**Problem requirements:** Retype the whole text on methodological research in administrative data exactly as it appears, before going on to the records.

**Text shown:**

Understanding methodological research

Methodology is one of the research programmes that characterise the ADRC-England research portfolio. Although the term 'methodology' covers a broad area in data science, ADRC-E researchers focus on data linkage and linked data quality of administrative data, paradata, survey data and synthetic data.   

Administrative datasets (such as records of service users or benefit claimants) may contain many millions of records, usually each relating to individual persons. In some cases the same identifier (for example a national insurance number) may be used by more than one agency but often there is no common identification code. 

Administrative data researchers are concerned to understand how individuals are connected in different datasets – for example, what type of people are using a service and which of them are most likely to go on to be claimants of a benefit, perhaps in relation to the ages of individuals and the areas in which they live. Being able to investigate these types of questions can be very important to understanding how effectively services are meeting current needs, or how they might need to be adapted to meet future demand. 

The standard ADRN approach to administrative data research is for a separate organisation (known as a ‘trusted third party’) to link together records from each dataset which relate to the same individuals – for example by matching the reference numbers or names of individuals and then to delete all the identifying information.  The researchers are then provided with this anonymised linked dataset in which service users and benefit claimants have been matched. The linked data can be used to investigate how service use varies by age and area; and which users go on to claim the benefit of interest.  Researchers may, for example, build statistical models to predict the likelihood that service users with different characteristics will need a particular benefit in the future.  Much of the research supported by the ADRN follows this broad pattern.

Due to the very large number of people covered by most administrative datasets, this is a very powerful way of understanding important patterns in society. Many more people are included than could ever be covered, for example, by a survey of service users or the general population. 

However, there are still important methodological aspects of administrative data research which remain challenging and are a focus for ADRC-E researchers at the University of Southampton and UCL.

Dataset records about object locations:
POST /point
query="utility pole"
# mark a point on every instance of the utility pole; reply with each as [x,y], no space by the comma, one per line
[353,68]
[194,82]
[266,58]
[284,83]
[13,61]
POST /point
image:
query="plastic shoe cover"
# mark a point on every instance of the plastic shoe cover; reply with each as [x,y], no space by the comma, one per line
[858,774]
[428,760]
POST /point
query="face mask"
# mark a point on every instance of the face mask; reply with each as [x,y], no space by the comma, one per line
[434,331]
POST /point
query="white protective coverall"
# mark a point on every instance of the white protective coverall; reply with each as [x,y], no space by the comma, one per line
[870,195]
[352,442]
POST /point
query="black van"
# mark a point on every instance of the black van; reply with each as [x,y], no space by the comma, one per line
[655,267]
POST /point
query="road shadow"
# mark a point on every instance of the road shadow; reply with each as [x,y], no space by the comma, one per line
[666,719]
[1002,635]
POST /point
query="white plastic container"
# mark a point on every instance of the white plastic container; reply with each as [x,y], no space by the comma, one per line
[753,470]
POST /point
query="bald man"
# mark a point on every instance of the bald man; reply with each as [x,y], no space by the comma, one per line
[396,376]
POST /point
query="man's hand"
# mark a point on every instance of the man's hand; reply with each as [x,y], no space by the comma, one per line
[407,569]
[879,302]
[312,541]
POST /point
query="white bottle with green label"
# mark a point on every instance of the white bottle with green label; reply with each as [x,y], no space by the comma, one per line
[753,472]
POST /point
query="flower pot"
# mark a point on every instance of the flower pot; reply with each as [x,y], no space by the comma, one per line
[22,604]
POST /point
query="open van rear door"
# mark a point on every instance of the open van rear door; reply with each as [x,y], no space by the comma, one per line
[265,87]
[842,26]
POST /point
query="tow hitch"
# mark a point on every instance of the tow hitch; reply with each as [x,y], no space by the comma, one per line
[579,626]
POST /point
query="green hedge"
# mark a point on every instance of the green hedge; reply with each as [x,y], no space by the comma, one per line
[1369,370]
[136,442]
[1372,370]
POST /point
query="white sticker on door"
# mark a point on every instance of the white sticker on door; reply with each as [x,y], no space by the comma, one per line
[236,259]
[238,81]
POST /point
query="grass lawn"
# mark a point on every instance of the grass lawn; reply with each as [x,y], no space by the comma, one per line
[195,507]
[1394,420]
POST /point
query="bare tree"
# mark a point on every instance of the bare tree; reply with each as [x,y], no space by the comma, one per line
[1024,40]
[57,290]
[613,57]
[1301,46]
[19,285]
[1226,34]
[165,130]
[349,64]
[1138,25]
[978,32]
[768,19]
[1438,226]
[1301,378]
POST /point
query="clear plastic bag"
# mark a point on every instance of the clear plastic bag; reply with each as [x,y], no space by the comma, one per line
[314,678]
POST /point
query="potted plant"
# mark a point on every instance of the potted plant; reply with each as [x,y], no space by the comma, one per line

**Output for this exercise:**
Understanding methodological research

Methodology is one of the research programmes that characterise the ADRC-England research portfolio. Although the term 'methodology' covers a broad area in data science, ADRC-E researchers focus on data linkage and linked data quality of administrative data, paradata, survey data and synthetic data.   

Administrative datasets (such as records of service users or benefit claimants) may contain many millions of records, usually each relating to individual persons. In some cases the same identifier (for example a national insurance number) may be used by more than one agency but often there is no common identification code. 

Administrative data researchers are concerned to understand how individuals are connected in different datasets – for example, what type of people are using a service and which of them are most likely to go on to be claimants of a benefit, perhaps in relation to the ages of individuals and the areas in which they live. Being able to investigate these types of questions can be very important to understanding how effectively services are meeting current needs, or how they might need to be adapted to meet future demand. 

The standard ADRN approach to administrative data research is for a separate organisation (known as a ‘trusted third party’) to link together records from each dataset which relate to the same individuals – for example by matching the reference numbers or names of individuals and then to delete all the identifying information.  The researchers are then provided with this anonymised linked dataset in which service users and benefit claimants have been matched. The linked data can be used to investigate how service use varies by age and area; and which users go on to claim the benefit of interest.  Researchers may, for example, build statistical models to predict the likelihood that service users with different characteristics will need a particular benefit in the future.  Much of the research supported by the ADRN follows this broad pattern.

Due to the very large number of people covered by most administrative datasets, this is a very powerful way of understanding important patterns in society. Many more people are included than could ever be covered, for example, by a survey of service users or the general population. 

However, there are still important methodological aspects of administrative data research which remain challenging and are a focus for ADRC-E researchers at the University of Southampton and UCL.